Het wetsvoorstel ‘Resultaatgericht beschikken’ is na inspanningen van Ieder(in) en cliëntenorganisaties ingetrokken. Maar via een achterdeur proberen gemeenten deze manier van werken toch te behouden. Bij ‘resultaatgericht beschikken’ in de Wmo geeft de gemeente geen urenindicatie, maar een (vaak vage) omschrijving van het resultaat. Bijvoorbeeld: ‘een schoon huis’. Zowel cliëntenorganisaties als de rechter zijn hier kritisch over.
In de afgelopen jaren hebben Ieder(in) en andere cliëntenorganisaties zich ingezet om de praktijk van ‘resultaatgericht beschikken’ te stoppen. De organisaties vinden het goed dat staatssecretaris Maarten van Ooijen (VWS) het wetsvoorstel heeft ingetrokken. Ieder(in) en cliëntenorganisaties waren kritisch over resultaatgericht werken om de volgende redenen:
- Zonder urenindicatie is de rechtspositie van cliënten onvoldoende gewaarborgd: ze weten niet op hoeveel uur ondersteuning ze kunnen rekenen.
- Resultaatomschrijvingen als een ‘schoon en leefbaar huis’ blijven vaak vaag en algemeen.
- Cliënten moeten dan onderhandelen over hoeveel zorg zij krijgen, terwijl zij een ongelijke positie hebben ten opzichte van zorgaanbieders.
- De werkwijze maakt het mogelijk voor gemeenten en zorgaanbieders om minder zorg en ondersteuning te bieden. De invoering van resultaatgericht werken gaat vrijwel overal gepaard met bezuinigingen.
Ook de Centrale Raad van Beroep (de hoogste bestuursrechter in sociale zekerheidszaken) is kritisch en heeft gemeenten die resultaatgericht beschikten keer op keer teruggefloten.
....
> _OPDRACHTEN_
**a)** Hoe luidt deze zin uit de tekst over resultaatgericht beschikken in het Engels: "Zowel cliëntenorganisaties als de rechter zijn hier kritisch over."?
**b)** Kun je de tekst over resultaatgericht beschikken verder schrijven, aansluitend op de laatste zin?
....
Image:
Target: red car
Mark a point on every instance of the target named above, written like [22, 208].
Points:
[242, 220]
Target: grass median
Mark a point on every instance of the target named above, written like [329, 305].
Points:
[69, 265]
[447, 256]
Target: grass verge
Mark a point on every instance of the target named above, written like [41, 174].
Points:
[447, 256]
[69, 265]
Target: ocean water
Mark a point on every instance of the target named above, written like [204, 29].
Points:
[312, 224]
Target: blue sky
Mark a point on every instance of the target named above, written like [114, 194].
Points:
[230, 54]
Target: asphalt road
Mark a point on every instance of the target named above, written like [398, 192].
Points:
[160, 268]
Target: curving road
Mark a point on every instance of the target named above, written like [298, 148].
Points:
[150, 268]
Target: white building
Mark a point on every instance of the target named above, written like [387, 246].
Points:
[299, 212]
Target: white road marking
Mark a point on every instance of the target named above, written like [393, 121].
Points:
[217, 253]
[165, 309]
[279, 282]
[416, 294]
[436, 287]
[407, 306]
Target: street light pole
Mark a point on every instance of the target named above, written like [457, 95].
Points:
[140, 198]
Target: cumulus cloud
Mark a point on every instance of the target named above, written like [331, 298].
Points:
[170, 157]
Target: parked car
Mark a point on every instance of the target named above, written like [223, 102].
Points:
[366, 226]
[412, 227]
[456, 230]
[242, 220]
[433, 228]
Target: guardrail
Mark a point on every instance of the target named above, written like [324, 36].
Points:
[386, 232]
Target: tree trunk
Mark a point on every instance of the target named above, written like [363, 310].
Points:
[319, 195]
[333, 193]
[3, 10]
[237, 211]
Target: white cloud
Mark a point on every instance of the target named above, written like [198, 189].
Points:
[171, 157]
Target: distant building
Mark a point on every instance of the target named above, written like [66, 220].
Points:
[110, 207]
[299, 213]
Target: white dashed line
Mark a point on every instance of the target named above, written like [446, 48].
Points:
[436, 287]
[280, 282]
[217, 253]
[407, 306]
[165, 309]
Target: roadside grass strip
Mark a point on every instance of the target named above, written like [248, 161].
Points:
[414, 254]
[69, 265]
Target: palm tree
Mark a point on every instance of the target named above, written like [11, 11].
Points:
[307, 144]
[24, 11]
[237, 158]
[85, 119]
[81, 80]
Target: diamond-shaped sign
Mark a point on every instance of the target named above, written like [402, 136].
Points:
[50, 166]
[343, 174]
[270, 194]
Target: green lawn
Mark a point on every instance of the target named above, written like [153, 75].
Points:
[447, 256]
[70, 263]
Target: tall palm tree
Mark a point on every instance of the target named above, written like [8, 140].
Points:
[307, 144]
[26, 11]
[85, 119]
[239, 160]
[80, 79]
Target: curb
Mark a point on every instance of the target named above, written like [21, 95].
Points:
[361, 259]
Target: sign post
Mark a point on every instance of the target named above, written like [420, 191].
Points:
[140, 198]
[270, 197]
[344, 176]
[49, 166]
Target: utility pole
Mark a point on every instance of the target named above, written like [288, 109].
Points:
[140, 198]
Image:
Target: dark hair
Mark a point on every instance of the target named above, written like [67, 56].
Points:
....
> _ANTWOORDEN PER NUMMER_
**a)** Both client organizations and the court are critical of this.

**b)**
Gemeenten gaan door onder noemer 'gepast beschikken'
Nu het wetsvoorstel is ingetrokken, willen gemeenten toch het resultaatgericht werken regelen via een handreiking ‘gepast beschikken’. Zonder cliëntorganisaties te betrekken bij deze plannen. Pas in het allerlaatste stadium heeft de Vereniging van Nederlandse Gemeenten (VNG) een beperkt aantal cliëntorganisaties over dit kader geraadpleegd.
De bezwaren van Ieder(in) en andere cliëntorganisaties tegen resultaatgericht beschikken, zijn met een handreiking niet weggenomen. Ze willen dat gemeenten stoppen met resultaatgericht beschikken. In plaats daarvan moeten de rechtspositie van de burger en de kwaliteit van de ondersteuning centraal staan, net als langdurige beschikkingen voor mensen met een blijvende ondersteuningsvraag. Ieder(in) roept staatssecretaris Van Ooijen op om duidelijkheid te verschaffen en gemeenten duidelijk te maken dat zij hun werkwijze moeten aanpassen.